*Required work*: Report every line of the listing below that contains the string "truck", copying each such line in full. The match is case-sensitive.
--*--
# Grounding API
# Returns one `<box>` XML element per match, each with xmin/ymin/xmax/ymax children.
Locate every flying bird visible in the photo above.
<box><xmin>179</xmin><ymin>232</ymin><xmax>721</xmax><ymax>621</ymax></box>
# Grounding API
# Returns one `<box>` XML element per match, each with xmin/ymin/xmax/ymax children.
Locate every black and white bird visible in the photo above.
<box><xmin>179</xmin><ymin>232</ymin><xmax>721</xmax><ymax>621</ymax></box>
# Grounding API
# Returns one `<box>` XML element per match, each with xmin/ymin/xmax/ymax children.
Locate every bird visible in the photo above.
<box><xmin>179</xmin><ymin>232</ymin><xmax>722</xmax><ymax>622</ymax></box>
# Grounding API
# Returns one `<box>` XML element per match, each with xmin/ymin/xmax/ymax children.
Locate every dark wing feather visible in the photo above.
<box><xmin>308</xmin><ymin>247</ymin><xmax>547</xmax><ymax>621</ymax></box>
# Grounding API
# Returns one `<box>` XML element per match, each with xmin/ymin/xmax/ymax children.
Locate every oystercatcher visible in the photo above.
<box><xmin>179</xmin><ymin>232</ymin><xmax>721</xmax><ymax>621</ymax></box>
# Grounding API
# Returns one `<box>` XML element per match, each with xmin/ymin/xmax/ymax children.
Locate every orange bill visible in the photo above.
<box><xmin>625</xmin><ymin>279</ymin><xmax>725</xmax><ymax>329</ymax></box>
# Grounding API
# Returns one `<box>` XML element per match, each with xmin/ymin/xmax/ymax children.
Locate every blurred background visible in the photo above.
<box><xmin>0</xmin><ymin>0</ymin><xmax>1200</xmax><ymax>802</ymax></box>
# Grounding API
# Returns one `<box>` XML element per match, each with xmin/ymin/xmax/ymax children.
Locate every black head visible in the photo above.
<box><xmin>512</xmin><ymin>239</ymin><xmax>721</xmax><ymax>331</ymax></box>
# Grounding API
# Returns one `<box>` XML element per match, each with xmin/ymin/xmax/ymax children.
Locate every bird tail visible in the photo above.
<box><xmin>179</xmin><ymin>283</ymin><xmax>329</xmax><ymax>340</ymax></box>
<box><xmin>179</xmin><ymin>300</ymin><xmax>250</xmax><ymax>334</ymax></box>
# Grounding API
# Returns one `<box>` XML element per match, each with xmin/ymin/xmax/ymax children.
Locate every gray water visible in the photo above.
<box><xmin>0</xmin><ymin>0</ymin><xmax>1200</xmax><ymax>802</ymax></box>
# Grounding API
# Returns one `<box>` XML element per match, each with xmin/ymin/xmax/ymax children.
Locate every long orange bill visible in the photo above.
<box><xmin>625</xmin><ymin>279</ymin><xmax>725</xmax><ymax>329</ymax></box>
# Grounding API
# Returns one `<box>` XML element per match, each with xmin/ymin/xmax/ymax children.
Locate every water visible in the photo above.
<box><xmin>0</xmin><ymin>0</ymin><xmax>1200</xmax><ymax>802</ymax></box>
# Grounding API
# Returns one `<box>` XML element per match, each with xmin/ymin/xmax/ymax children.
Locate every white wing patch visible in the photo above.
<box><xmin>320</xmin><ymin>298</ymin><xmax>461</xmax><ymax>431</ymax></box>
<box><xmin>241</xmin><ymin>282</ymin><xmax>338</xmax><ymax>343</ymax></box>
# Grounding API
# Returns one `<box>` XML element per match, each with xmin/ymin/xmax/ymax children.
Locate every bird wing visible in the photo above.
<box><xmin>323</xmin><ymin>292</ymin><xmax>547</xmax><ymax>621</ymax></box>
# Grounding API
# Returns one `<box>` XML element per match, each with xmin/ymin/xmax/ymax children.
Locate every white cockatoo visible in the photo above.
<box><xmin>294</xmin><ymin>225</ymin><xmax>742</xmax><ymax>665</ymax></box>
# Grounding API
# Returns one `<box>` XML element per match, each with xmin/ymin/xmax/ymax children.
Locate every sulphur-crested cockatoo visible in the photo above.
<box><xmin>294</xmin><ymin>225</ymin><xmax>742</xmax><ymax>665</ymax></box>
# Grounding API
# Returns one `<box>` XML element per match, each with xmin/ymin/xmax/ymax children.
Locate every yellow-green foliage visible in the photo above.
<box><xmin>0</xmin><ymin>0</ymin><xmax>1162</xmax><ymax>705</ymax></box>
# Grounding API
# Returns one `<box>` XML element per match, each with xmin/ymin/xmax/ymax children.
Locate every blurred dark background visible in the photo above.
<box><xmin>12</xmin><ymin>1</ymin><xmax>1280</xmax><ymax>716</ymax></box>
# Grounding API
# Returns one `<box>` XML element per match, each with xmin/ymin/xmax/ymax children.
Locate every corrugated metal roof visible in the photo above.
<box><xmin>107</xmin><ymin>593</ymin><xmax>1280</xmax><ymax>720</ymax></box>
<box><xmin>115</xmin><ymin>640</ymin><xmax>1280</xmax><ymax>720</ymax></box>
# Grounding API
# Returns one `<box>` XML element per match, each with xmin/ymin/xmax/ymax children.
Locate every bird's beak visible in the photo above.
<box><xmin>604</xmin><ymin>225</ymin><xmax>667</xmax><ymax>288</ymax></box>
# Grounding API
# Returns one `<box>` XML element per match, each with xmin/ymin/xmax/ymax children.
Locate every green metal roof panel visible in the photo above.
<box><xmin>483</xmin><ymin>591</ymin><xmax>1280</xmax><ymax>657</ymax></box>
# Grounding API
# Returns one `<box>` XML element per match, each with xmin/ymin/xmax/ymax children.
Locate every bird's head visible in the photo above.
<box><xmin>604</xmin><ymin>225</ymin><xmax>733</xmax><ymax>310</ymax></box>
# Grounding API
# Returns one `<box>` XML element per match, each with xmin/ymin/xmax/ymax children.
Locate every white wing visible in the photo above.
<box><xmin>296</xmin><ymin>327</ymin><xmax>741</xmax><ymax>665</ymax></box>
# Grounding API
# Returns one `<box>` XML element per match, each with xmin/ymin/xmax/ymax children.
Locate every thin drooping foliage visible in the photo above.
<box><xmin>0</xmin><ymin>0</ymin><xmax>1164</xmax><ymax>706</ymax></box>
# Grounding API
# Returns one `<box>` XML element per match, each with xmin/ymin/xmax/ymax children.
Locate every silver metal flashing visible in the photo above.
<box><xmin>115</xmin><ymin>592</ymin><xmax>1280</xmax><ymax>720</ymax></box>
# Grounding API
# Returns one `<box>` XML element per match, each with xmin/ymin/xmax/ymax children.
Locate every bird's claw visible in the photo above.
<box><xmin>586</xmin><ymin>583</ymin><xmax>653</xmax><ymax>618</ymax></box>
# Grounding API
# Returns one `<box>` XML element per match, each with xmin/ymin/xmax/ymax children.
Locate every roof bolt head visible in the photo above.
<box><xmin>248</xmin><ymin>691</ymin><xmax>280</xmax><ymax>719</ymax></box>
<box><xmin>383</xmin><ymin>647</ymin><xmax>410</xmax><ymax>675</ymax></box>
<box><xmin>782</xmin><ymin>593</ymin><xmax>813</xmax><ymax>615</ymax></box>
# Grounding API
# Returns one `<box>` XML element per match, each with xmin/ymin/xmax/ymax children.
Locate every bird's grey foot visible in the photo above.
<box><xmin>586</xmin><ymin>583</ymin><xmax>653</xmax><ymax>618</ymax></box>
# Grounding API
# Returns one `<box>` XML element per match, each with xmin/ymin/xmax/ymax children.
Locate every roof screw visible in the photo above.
--*--
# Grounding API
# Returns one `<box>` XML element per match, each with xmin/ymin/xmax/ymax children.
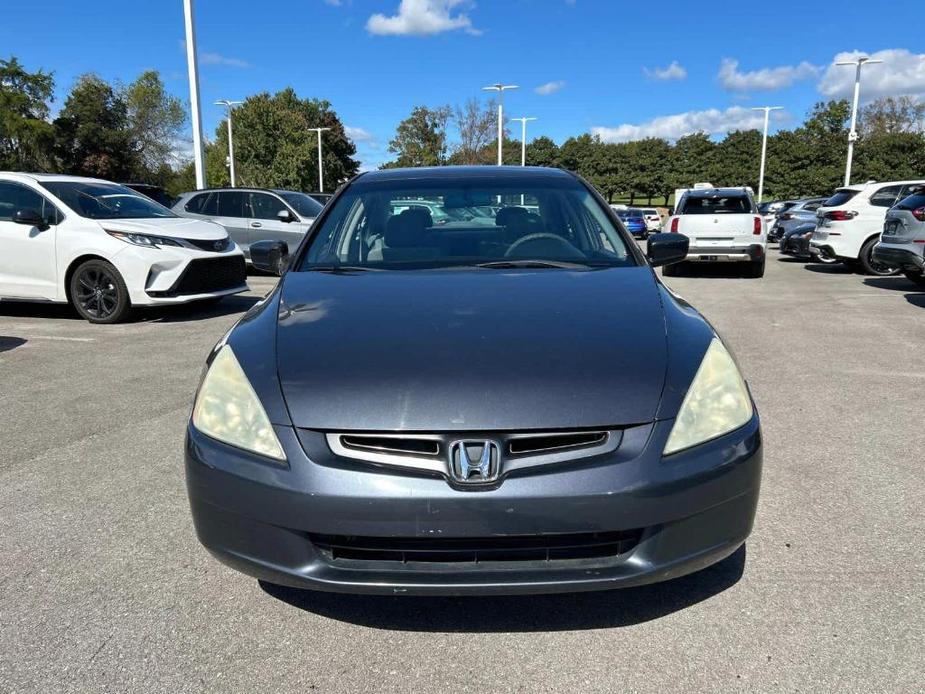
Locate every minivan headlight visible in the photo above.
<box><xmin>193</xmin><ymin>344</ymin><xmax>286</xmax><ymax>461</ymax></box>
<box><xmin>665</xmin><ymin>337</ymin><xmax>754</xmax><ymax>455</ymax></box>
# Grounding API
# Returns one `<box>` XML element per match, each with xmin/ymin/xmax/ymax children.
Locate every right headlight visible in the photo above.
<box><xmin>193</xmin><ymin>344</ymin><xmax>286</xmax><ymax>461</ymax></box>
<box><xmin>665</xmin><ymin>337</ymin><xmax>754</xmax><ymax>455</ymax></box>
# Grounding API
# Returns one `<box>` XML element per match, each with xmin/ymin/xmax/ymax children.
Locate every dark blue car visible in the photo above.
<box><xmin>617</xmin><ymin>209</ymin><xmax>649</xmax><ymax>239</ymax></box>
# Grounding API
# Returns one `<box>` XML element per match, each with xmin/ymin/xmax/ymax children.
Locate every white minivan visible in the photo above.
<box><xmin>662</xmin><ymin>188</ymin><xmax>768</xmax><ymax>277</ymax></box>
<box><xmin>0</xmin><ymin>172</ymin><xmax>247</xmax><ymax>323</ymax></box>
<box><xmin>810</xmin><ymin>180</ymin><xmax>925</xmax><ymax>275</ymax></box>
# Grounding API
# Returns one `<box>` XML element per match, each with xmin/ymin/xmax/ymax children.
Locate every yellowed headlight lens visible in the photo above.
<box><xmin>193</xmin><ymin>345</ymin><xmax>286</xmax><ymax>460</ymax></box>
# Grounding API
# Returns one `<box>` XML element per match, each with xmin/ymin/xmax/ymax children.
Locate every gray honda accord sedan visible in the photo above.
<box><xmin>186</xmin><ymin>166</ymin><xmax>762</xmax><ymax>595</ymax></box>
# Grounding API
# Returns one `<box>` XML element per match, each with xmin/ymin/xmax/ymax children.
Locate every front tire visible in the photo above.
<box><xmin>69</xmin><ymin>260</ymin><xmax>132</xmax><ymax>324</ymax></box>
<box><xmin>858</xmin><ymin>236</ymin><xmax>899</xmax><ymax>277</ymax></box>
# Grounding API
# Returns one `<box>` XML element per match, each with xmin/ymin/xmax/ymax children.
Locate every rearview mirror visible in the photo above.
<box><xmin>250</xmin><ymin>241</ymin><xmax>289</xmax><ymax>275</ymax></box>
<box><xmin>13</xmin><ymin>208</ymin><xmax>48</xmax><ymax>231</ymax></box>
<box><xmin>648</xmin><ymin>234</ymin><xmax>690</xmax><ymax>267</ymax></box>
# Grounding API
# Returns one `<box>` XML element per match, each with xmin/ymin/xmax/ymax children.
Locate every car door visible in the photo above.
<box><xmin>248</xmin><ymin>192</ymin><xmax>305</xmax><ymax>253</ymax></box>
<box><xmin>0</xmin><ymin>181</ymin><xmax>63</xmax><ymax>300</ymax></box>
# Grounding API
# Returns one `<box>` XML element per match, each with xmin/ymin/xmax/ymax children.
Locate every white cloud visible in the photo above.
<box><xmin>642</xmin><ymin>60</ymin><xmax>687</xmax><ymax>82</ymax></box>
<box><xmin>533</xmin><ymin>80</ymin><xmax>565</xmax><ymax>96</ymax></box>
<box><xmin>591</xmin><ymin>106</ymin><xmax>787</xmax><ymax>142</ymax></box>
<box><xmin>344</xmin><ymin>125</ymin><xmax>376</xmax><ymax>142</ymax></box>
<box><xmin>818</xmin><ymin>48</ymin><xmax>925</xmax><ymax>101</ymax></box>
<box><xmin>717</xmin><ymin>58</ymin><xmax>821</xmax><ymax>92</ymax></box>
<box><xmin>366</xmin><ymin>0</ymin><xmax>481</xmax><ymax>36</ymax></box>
--*--
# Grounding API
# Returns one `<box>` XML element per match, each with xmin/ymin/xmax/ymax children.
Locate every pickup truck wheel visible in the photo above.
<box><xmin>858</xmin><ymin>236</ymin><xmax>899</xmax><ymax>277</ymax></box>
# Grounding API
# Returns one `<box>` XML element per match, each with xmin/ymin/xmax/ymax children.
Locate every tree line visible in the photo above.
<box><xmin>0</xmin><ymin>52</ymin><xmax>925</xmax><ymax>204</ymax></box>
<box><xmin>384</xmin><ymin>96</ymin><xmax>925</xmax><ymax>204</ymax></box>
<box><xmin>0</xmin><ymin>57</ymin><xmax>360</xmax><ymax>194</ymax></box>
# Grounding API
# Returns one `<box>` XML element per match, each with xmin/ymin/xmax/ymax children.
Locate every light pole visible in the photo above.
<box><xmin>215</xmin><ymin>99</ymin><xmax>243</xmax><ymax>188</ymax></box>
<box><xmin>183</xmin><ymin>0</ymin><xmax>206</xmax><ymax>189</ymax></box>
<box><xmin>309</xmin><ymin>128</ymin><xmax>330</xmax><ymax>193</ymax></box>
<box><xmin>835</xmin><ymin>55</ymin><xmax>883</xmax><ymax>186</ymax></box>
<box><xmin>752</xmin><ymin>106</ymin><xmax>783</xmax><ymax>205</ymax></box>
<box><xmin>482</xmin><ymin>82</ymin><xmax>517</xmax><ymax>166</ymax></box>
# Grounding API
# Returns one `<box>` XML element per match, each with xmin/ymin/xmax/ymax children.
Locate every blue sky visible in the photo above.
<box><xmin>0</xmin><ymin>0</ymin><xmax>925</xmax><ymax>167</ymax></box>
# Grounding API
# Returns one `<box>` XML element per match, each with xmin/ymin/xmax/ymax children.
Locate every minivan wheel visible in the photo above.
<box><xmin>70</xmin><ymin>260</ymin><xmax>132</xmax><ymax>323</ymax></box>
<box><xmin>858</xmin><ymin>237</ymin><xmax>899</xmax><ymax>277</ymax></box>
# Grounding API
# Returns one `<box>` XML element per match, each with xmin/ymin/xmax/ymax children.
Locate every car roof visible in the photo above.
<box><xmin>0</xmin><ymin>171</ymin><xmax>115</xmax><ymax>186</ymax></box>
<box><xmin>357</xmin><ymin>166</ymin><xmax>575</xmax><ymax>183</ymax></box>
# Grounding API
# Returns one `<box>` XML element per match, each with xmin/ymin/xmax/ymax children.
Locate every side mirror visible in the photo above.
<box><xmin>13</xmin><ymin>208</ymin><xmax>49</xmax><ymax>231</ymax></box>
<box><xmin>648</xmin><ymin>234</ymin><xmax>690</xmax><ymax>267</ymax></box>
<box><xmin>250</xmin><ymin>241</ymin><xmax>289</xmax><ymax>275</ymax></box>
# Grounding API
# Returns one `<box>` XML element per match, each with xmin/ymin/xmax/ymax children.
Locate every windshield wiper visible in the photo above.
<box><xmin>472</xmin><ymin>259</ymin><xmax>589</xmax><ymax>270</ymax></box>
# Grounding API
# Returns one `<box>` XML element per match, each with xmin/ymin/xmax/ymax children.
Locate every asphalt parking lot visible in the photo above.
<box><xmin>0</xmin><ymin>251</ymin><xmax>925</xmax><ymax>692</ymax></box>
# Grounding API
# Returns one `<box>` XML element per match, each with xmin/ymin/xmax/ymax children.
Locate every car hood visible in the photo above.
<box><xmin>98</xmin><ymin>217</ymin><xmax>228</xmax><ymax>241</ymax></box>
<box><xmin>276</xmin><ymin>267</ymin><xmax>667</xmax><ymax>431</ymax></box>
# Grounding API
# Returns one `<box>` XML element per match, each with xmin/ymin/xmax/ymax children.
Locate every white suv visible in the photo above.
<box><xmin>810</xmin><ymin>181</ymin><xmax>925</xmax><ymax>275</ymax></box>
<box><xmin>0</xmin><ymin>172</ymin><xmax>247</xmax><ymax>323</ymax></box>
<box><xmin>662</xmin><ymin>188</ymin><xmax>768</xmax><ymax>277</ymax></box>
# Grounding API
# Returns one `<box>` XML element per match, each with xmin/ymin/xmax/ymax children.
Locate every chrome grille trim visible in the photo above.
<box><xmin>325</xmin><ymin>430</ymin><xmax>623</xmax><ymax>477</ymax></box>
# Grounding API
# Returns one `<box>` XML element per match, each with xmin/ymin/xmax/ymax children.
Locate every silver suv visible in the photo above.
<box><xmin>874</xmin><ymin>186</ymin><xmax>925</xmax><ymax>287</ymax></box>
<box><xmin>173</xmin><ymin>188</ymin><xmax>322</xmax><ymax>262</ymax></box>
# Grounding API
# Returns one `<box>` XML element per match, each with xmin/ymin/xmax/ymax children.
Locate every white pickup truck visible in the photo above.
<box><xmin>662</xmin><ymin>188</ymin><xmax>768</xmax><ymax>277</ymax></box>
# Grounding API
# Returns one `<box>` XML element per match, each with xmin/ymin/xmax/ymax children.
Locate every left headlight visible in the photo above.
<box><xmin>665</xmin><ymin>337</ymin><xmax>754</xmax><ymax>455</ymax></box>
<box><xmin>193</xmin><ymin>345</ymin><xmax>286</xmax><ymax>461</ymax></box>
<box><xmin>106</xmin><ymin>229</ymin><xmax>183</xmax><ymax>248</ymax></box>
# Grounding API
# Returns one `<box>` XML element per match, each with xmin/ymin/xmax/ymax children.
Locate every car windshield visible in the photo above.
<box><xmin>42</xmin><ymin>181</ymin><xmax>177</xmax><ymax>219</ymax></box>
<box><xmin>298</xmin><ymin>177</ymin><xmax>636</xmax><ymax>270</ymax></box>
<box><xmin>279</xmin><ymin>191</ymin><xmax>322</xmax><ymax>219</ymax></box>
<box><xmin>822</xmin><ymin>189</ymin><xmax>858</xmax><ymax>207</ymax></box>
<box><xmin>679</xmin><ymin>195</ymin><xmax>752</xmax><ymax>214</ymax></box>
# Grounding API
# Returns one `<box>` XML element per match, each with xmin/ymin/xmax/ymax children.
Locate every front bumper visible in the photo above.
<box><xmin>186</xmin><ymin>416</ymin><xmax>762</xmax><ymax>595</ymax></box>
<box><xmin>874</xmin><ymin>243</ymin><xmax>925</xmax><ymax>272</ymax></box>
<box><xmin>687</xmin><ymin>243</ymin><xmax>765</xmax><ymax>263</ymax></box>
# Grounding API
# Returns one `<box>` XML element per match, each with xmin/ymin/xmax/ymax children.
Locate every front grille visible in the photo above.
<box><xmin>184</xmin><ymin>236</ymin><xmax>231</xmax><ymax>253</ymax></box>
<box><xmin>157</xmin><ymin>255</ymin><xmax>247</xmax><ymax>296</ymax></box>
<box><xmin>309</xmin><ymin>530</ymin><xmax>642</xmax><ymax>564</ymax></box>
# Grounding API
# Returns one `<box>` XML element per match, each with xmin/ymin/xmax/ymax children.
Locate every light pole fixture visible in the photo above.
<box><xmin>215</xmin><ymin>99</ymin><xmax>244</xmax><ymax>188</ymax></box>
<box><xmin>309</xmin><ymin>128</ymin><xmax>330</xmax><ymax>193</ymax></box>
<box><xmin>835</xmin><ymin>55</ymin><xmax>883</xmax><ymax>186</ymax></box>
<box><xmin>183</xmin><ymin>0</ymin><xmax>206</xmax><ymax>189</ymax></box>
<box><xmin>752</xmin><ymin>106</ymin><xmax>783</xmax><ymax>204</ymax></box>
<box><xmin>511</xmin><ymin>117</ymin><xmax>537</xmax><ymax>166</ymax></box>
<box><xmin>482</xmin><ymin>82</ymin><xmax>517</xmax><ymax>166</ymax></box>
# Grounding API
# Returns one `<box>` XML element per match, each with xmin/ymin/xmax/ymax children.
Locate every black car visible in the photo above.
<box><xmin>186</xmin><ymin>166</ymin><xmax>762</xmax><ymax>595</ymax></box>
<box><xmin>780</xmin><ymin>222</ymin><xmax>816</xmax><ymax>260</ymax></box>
--*--
*Solution below*:
Locate every pickup truck wheel visible in the photo above.
Locate every white pickup truck visible in the photo above.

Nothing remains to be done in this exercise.